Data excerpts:
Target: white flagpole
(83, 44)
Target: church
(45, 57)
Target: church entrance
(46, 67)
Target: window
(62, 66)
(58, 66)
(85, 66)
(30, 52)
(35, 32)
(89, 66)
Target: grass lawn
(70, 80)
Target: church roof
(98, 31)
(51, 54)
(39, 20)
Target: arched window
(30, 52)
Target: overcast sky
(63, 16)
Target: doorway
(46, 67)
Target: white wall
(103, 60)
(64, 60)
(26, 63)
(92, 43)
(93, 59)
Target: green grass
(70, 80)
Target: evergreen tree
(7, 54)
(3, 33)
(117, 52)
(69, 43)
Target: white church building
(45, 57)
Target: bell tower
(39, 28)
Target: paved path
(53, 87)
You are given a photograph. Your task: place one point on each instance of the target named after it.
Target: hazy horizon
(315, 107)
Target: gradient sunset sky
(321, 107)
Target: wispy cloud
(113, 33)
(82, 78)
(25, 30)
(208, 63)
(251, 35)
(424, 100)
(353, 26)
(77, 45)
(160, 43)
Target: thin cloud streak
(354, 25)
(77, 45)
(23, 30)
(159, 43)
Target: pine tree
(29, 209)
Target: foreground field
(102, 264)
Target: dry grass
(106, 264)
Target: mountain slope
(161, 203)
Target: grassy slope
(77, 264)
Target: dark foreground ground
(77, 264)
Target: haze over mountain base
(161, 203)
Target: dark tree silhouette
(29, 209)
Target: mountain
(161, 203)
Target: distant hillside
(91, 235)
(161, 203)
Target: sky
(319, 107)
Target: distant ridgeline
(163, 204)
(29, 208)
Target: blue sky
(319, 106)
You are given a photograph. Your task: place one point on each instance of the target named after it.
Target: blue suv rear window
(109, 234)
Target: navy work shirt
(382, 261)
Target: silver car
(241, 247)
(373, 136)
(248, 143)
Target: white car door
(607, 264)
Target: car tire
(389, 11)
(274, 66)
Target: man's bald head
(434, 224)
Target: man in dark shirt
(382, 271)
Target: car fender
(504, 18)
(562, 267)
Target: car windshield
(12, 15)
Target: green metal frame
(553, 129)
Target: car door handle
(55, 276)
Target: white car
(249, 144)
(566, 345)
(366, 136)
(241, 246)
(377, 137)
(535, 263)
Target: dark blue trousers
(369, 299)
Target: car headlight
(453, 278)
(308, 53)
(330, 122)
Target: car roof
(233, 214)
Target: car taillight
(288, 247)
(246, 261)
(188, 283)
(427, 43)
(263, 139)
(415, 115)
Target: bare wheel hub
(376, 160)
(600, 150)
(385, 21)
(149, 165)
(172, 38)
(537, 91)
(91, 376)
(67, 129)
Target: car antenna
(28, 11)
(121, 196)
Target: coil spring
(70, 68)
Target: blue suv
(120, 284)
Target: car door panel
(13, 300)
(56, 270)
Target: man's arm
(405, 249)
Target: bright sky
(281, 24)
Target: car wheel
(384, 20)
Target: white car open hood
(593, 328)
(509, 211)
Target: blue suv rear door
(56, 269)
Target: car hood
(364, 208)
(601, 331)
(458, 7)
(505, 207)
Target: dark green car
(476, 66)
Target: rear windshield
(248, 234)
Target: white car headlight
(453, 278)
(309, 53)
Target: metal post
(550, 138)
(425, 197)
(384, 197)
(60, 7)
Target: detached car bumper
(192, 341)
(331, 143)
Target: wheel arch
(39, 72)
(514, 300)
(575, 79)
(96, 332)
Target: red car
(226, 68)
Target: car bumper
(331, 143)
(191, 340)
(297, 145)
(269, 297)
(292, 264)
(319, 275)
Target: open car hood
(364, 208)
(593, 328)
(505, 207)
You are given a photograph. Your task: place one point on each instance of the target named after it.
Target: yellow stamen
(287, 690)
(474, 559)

- ASSIGNMENT:
Every line above should be retyped exactly as given.

- WORKED SOLUTION:
Target: white flagpole
(83, 44)
Target: church
(45, 57)
Target: church entrance
(46, 67)
Target: window
(62, 66)
(58, 66)
(85, 66)
(30, 52)
(35, 32)
(89, 66)
Target: grass lawn
(70, 80)
Target: church roof
(98, 31)
(51, 54)
(39, 20)
Target: arched window
(30, 52)
Target: overcast sky
(63, 16)
Target: doorway
(46, 67)
Target: white wall
(103, 60)
(64, 60)
(26, 63)
(92, 43)
(93, 59)
Target: green grass
(70, 80)
Target: evergreen tree
(7, 54)
(3, 33)
(117, 52)
(69, 43)
Target: white church building
(45, 57)
Target: bell tower
(39, 28)
Target: paved path
(53, 87)
You are given a photograph. Your task: place one point on each instance of the target named after it.
Target: hazy horizon
(315, 107)
Target: gradient sunset sky
(321, 107)
Target: wispy cloud
(113, 33)
(82, 78)
(25, 30)
(208, 63)
(251, 35)
(424, 100)
(353, 26)
(77, 45)
(160, 43)
Target: thin cloud streak
(354, 25)
(77, 45)
(23, 30)
(159, 43)
Target: pine tree
(29, 209)
Target: foreground field
(102, 264)
Target: dry grass
(106, 264)
Target: mountain slope
(161, 203)
Target: grassy slope
(77, 264)
Target: dark foreground ground
(77, 264)
Target: haze over mountain base
(161, 203)
Target: dark tree silhouette
(29, 209)
Target: mountain
(161, 203)
Target: distant hillside
(91, 235)
(161, 203)
Target: sky
(319, 107)
Target: distant ridgeline
(163, 204)
(29, 208)
Target: blue sky
(319, 106)
You are given a photograph. Your task: place one point on each instance of the target named after it.
Target: blue suv rear window
(109, 234)
Target: navy work shirt
(382, 261)
Target: silver car
(241, 247)
(373, 136)
(248, 143)
Target: white car door
(607, 264)
Target: car tire
(389, 11)
(274, 66)
Target: man's bald head
(434, 224)
Target: man in dark shirt
(382, 271)
Target: car fender
(504, 18)
(562, 267)
Target: car windshield
(12, 15)
Target: green metal frame
(553, 129)
Target: car door handle
(55, 276)
Target: white car
(249, 144)
(566, 345)
(366, 136)
(241, 246)
(377, 137)
(535, 263)
Target: dark blue trousers
(369, 299)
Target: car headlight
(453, 278)
(308, 53)
(330, 122)
Target: car roof
(233, 214)
Target: car taillight
(288, 247)
(246, 261)
(188, 283)
(427, 43)
(263, 139)
(415, 115)
Target: bare wheel hub
(376, 160)
(600, 150)
(385, 21)
(149, 165)
(172, 38)
(537, 91)
(91, 376)
(67, 129)
Target: car antenna
(28, 11)
(121, 196)
Target: coil spring
(70, 68)
Target: blue suv
(120, 284)
Target: car door panel
(13, 300)
(56, 270)
Target: man's arm
(405, 249)
Target: bright sky
(281, 24)
Target: car wheel
(384, 20)
Target: white car open hood
(593, 328)
(509, 211)
Target: blue suv rear door
(56, 269)
Target: car hood
(364, 208)
(601, 331)
(458, 7)
(505, 207)
Target: dark green car
(476, 66)
Target: rear windshield
(248, 234)
Target: white car headlight
(453, 278)
(309, 53)
Target: metal post
(550, 138)
(425, 197)
(384, 197)
(60, 7)
Target: detached car bumper
(192, 341)
(331, 143)
Target: wheel arch
(39, 72)
(514, 300)
(575, 79)
(96, 332)
Target: red car
(226, 68)
Target: car bumper
(331, 143)
(191, 340)
(297, 145)
(269, 297)
(292, 264)
(319, 275)
Target: open car hood
(364, 208)
(593, 328)
(505, 207)
You are given a photograph. Your task: place one point on each instance of the target named after it.
Target: yellow stamen
(287, 690)
(474, 559)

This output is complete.